__Material for this task__
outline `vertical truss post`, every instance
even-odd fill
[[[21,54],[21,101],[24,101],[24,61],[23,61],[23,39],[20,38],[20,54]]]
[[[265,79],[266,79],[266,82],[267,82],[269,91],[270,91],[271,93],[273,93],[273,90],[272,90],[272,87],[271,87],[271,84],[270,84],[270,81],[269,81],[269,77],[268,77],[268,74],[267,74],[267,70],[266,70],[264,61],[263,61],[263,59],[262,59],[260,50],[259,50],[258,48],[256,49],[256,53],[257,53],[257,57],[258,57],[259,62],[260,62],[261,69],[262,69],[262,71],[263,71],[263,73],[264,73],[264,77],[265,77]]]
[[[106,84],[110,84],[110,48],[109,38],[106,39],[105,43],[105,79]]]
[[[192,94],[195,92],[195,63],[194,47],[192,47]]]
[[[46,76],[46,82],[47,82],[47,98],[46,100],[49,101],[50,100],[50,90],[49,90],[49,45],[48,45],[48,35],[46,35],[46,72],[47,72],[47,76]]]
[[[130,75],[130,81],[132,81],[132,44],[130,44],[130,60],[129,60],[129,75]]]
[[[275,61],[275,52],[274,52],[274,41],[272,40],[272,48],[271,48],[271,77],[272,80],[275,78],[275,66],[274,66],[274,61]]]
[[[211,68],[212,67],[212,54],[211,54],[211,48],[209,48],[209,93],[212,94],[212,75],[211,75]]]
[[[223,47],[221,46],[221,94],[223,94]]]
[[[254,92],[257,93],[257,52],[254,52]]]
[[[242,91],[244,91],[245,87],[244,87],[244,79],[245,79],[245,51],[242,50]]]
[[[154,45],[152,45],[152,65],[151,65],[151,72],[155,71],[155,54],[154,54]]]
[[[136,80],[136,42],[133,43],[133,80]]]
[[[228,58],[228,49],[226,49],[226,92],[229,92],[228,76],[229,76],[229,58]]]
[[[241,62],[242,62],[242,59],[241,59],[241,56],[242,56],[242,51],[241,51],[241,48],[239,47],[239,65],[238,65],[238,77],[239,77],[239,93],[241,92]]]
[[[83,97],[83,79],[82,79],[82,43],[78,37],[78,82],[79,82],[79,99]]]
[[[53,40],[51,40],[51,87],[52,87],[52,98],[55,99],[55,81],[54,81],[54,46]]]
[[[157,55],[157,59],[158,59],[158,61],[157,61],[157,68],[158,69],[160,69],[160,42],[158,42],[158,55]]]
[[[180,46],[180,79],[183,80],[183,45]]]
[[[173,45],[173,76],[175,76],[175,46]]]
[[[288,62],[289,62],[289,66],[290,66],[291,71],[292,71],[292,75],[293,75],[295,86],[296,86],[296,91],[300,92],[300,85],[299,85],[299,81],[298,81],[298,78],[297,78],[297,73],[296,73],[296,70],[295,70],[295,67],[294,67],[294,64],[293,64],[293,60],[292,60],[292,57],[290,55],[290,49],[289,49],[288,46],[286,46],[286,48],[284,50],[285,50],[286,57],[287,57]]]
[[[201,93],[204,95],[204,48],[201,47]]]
...
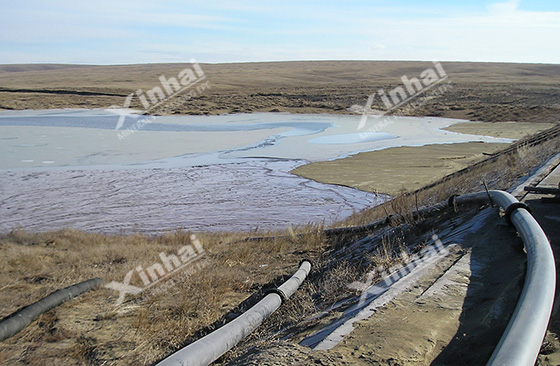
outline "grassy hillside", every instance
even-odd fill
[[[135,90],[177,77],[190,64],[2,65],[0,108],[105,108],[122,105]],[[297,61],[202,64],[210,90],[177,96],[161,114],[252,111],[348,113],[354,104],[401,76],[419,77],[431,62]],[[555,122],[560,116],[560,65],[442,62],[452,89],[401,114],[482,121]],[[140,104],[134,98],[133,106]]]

__Problem requirements__
Show me each line of the listing above with "instance" in it.

__Task solution__
outline `vertical truss post`, every instance
outline "grassy hillside", every instance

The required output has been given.